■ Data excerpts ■
"""
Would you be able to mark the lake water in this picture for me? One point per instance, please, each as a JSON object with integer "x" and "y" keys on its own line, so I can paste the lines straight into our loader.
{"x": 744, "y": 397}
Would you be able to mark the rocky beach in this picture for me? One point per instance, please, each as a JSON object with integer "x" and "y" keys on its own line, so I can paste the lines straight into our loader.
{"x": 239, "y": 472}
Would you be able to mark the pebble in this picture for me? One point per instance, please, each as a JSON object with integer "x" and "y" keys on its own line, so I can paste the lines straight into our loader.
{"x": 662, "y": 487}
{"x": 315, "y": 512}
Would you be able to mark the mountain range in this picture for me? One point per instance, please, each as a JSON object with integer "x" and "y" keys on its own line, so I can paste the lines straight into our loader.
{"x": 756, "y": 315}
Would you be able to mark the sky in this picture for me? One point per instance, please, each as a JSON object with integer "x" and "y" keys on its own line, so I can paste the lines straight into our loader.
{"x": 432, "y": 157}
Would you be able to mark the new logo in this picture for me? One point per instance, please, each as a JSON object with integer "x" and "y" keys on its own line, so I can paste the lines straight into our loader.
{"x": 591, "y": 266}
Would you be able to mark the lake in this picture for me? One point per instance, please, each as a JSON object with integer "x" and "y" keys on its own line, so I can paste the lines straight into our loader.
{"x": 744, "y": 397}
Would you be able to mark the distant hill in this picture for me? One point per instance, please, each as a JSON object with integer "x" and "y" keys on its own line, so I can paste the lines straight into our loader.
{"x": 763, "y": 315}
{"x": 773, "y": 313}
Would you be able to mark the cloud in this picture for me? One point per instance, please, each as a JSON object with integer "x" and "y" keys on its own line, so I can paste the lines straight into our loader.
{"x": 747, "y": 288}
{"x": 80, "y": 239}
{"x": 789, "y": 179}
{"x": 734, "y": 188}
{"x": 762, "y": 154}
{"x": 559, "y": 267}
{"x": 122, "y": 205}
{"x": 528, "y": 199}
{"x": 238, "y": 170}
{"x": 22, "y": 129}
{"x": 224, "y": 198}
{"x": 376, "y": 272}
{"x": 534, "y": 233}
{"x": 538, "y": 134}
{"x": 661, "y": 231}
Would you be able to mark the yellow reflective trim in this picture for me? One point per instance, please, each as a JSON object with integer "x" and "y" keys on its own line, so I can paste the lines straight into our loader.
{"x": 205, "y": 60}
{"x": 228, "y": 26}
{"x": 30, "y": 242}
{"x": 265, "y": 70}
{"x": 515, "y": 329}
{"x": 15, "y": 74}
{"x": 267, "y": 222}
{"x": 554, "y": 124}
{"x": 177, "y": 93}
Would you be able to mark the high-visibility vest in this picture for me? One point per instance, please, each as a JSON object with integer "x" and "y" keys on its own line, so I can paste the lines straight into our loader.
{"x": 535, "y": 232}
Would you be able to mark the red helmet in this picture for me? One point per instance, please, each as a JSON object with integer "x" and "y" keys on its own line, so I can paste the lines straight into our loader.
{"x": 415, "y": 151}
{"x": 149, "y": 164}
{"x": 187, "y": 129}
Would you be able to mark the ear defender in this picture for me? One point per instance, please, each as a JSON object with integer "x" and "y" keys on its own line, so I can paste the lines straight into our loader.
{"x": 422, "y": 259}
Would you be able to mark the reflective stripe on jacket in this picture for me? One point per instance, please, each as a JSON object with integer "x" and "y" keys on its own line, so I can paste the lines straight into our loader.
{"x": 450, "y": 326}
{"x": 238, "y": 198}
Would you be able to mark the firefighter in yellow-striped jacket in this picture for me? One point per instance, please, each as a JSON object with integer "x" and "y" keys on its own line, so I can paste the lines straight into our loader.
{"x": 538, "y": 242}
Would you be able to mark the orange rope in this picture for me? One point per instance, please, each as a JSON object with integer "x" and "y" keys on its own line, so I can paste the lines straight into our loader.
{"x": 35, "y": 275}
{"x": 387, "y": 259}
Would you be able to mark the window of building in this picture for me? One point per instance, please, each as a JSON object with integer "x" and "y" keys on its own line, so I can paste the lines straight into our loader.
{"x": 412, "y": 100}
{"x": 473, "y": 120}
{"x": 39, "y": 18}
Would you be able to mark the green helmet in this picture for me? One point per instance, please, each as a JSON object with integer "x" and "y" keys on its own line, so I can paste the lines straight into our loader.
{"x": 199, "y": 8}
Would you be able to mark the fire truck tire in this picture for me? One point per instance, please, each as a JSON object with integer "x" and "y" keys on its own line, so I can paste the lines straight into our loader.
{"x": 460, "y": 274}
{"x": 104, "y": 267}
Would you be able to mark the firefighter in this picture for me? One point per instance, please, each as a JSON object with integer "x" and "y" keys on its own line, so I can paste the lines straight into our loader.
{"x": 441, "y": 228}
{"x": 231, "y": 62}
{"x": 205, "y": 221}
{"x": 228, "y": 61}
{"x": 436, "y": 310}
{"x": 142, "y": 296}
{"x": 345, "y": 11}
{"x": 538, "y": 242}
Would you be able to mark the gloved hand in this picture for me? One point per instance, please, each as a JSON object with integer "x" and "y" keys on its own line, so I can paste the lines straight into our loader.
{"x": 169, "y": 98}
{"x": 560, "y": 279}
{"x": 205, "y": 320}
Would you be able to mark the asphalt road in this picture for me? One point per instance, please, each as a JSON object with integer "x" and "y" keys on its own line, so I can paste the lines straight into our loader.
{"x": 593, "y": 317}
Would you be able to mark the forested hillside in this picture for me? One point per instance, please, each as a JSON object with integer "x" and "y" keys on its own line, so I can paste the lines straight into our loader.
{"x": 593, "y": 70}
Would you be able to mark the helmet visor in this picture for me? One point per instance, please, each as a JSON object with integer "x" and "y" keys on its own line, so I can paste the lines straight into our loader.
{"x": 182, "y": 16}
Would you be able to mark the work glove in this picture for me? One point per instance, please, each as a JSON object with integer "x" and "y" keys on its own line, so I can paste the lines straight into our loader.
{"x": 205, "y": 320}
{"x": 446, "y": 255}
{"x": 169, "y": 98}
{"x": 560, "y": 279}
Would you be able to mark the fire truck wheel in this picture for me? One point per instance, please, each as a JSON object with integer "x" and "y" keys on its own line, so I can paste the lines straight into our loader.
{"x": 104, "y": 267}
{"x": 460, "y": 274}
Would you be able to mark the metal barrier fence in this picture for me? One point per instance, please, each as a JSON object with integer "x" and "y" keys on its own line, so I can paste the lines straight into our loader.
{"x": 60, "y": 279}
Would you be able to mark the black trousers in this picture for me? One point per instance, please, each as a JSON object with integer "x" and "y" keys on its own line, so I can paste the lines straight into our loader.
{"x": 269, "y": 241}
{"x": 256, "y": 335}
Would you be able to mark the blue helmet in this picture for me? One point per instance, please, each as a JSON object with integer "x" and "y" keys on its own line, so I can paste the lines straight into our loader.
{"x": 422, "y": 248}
"""
■ WHAT YOU SHOULD DO ■
For the entries above, transcribe precisely the lines from the one with "Would you be able to mark the forested" through the end, including both.

■ RESULT BELOW ■
Would you be able to mark the forested hillside in this picture for me? One point per instance, please, each as a JSON object with integer "x" and "y" keys on its own line, so I can paste the lines straight into our loader.
{"x": 593, "y": 70}
Would you be able to mark the helmet visor in this picture for me? One point per instance, please, each as a JSON object with integer "x" and "y" keys on its own line, so I can paste the lines straight into our loader.
{"x": 182, "y": 16}
Would you be able to mark the work glove in this picture for me? One point per instance, please, each as a JSON object with integer "x" and "y" keys on its own line, so I can paste the lines straight into our loader.
{"x": 205, "y": 320}
{"x": 446, "y": 255}
{"x": 169, "y": 98}
{"x": 560, "y": 279}
Would you be able to mark the fire truck wheel in this picture for me? One point per instance, please, each as a JSON object with integer "x" and "y" keys on its own line, so I can paste the lines straight into our loader.
{"x": 104, "y": 267}
{"x": 460, "y": 274}
Would you be able to mark the metal barrier fence in this picture for me? One point per instance, please, each as a JSON object with integer "x" and "y" keys on its own line, so I can paste the lines straight into our loader.
{"x": 60, "y": 279}
Would you be able to mark the black trousers in this picture for me? One point per instance, please, each as a JSON object with integer "x" and "y" keys on its own line, so I can paste the lines straight into our loader.
{"x": 269, "y": 241}
{"x": 256, "y": 335}
Would you be able to mark the blue helmet in this picture for me? One point per instance, please, each as a JSON object with integer "x" and "y" keys on its own line, so I can paste the lines straight into our loader.
{"x": 422, "y": 248}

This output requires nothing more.